* Texto fornecido *
<<<<

O cantor e compositor Odair José, 75, chama atenção para algo sério: inteligência artificial. Para o artista, caminharemos daqui pra frente lado a lado com essa poderosa tecnologia. Daí ter transformado o trigésimo nono álbum da carreira numa obra conceitual sobre a IA.
Odair se aliou à tecnologia para executar um disco contemporâneo, como – aliás – tem feito o goiano nos últimos trabalhos (basta ouvir “Hibernar na Casa das Moças Ouvindo Rádio”, “Gatos e Ratos” e “Dia 16”). Cronista de olhar aguçado, apresenta ao público trabalho de qualidade. Fala sobre liberdade sexual, diferencia paixão de amor e lamenta o fato de a humanidade repetir os mesmos erros. É antídoto contra a caretice reinante na sociedade.
Sob produção do multi-instrumentista Junior Freitas, empresta a sensibilidade – e facilidade comunicativa – para versar sobre os seres humanos e o sentido da vida. “Seres Humanos (e a Inteligência Artificial)”, se pararmos para pensar, é existencialista. Não abre mão, todavia, de riffs à la Keith Richards. Odair se mostra pop. Está mais roqueiro, pois contesta dogmas.
“Desejo”, balada soul, traz arranjo que soa simples, mas não perde a sofisticação. A cozinha funciona bem, com a guitarra e seus acordes abrilhantando o som. Na faixa "Seres Humanos", Nádia - IA da Audimee - canta em dueto com Odair na faixa-bônus, "No Ponto".
Sintonizado com as questões da vida contemporânea, o artista discute liberdade sexual desde 78. Na ocasião, gravou a música “Forma de Sentir” – em que o eu-lírico fala que “és entendida e vai entender/ Que eu entendo e aceito a tua forma de amor/ Que eu entendo e aceito a tua forma de amor”. “Ame, assuma e consuma”, diz, reverberando a famosa frase “é proibido proibir”, do cantor e compositor baiano Caetano Veloso.

>>>>

* Dados armazenados *
<<<<

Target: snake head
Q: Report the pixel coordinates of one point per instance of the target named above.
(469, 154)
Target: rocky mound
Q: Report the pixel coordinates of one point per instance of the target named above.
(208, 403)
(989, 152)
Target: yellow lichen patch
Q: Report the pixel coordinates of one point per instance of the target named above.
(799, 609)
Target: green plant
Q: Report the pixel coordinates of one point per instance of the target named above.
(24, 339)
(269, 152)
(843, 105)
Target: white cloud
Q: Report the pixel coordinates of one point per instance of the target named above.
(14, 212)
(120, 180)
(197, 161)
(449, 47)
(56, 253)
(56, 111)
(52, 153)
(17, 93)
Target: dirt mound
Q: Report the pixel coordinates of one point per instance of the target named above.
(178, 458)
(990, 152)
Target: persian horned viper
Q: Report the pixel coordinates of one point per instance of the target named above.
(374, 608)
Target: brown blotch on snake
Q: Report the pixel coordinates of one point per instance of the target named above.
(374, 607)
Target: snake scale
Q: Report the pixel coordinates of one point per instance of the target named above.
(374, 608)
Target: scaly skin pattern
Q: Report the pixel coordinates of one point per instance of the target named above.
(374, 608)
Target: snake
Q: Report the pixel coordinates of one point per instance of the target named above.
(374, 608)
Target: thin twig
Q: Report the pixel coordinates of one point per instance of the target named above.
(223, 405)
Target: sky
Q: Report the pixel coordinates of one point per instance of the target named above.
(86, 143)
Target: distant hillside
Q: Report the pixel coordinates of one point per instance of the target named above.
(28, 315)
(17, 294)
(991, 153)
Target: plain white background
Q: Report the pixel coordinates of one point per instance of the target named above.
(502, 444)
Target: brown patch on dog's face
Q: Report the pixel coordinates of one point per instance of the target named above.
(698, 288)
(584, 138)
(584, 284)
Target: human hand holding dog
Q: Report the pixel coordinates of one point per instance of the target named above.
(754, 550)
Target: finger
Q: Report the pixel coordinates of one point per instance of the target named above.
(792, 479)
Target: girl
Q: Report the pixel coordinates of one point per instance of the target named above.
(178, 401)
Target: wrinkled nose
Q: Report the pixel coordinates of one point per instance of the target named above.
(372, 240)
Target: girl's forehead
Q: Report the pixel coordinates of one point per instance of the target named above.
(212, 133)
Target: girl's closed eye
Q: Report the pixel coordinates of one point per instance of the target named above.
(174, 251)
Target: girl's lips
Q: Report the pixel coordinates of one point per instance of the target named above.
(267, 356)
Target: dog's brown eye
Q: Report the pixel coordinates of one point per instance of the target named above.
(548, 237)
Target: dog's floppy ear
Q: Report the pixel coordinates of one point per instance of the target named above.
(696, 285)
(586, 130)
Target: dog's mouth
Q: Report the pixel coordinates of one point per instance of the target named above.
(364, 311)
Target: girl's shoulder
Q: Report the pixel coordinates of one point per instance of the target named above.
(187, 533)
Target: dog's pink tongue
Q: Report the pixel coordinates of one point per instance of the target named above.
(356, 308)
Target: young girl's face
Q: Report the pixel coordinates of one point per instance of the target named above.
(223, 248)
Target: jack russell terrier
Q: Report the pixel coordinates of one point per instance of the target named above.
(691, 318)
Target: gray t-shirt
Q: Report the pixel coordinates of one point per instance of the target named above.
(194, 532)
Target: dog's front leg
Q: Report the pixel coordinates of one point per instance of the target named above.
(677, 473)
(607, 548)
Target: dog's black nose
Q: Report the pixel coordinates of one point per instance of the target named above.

>>>>

* Instrução escrita *
Prossiga com a resenha sobre o álbum de Odair José logo depois da última frase apresentada. A listagem não faz falta para o que se pede aqui.

* Resposta à tarefa *
A IA segue sugestões de Odair e Junior: toca piano acústico em “Repetições” e “Submisso”, baixo acústico em “Submisso”, bateria em “Bipolar”, Fender Rhodes em "O Sono" e percussão adicional em “Sobre a Gente”. São boas canções. Poderiam estar ocupando discos históricos. Bem possível que povoasse até mesmo o repertório da ópera-soul “O Filho de José e Maria”.
Odair sempre soube o que estava fazendo. Só que a crítica torcia o nariz. Tárik de Souza execrou a guinada estética do morrinhense em “O Filho de José e Maria”, gravado sob direção artística de Durval Ferreira e merecedor do status cult lhe negado, seja pelo requinte instrumental ou pelos versos épicos. Para o decano do jornalismo, Odair pensou que “podia mudar de gênero como quem troca de camisa”, tal qual escreveu no semanário “Opinião”.
Na entrevista que se segue, Odair revela projetos futuros. Tece ainda opiniões polêmicas acerca de religião e sexo. Para ele, IA ditará os rumos da música. A seguir, leia os melhores trechos do bate-papo com Diário da Manhã:
Diário da Manhã - Como foi criar as músicas de “Seres Humanos”?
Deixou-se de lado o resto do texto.